YOUR INSTRUCTIONS →
Rewrite the data starting at the line containing "target: boy in blue shirt" and ending at the line containing "351), (406, 355)]", keeping every line, and shift each x and y coordinate in the answers by adding 28.

══ GIVEN DATA ══

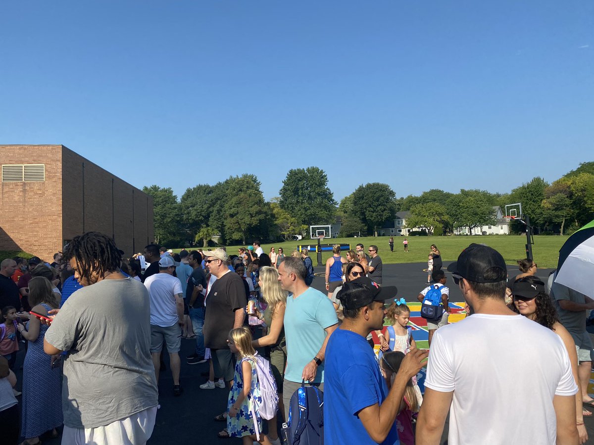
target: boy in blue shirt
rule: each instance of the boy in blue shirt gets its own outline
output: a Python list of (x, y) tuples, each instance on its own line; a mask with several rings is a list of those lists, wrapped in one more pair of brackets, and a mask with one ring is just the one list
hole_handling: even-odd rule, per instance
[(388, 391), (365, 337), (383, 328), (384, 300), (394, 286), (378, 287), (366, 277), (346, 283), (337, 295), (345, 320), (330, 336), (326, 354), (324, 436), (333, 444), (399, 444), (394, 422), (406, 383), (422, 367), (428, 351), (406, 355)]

═══
══ GIVEN DATA ══

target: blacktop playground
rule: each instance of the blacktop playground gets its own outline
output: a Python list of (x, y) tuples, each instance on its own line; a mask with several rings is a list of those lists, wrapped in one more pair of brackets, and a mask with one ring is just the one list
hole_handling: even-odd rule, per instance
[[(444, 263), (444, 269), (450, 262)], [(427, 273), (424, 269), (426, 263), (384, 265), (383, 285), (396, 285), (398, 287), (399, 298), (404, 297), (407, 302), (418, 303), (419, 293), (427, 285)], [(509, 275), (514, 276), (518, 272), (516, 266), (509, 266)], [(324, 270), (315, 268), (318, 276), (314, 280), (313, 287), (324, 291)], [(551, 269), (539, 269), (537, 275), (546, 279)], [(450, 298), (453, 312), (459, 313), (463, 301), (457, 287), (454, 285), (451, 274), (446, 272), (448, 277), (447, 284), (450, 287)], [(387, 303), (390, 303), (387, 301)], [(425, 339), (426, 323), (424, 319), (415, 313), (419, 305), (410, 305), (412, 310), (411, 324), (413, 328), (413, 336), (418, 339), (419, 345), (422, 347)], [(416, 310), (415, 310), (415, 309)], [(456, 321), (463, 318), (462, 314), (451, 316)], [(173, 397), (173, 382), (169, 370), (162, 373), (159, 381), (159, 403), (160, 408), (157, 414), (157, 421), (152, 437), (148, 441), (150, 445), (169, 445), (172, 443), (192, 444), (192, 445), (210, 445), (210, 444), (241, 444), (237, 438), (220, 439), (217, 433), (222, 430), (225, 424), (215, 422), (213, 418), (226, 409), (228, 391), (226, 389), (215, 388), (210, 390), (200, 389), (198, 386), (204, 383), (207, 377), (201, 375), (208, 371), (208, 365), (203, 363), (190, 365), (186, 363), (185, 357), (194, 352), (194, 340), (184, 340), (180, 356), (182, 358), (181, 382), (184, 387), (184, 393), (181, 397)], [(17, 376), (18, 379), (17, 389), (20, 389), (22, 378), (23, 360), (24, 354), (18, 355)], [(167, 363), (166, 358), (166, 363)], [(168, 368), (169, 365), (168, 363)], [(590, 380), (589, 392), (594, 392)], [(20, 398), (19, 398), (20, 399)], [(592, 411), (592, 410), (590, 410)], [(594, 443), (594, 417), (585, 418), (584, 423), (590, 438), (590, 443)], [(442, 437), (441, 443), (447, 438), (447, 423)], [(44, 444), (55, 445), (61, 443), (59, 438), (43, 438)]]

═══

FINISHED ANSWER →
target: boy in blue shirt
rule: each instance of the boy in blue shirt gets its own outline
output: a Python list of (x, y) tuples, each instance on its own line; a mask with several rings is a list of those lists, wrapped in one more pair of brackets, and a mask with one ring is just the one list
hole_handling: even-odd rule, per instance
[(416, 419), (393, 365), (411, 356), (412, 328), (422, 314), (406, 315), (394, 305), (374, 311), (365, 323), (373, 348), (358, 364), (354, 382), (352, 464), (361, 472), (427, 472), (422, 450), (434, 411), (450, 395), (456, 379), (434, 383)]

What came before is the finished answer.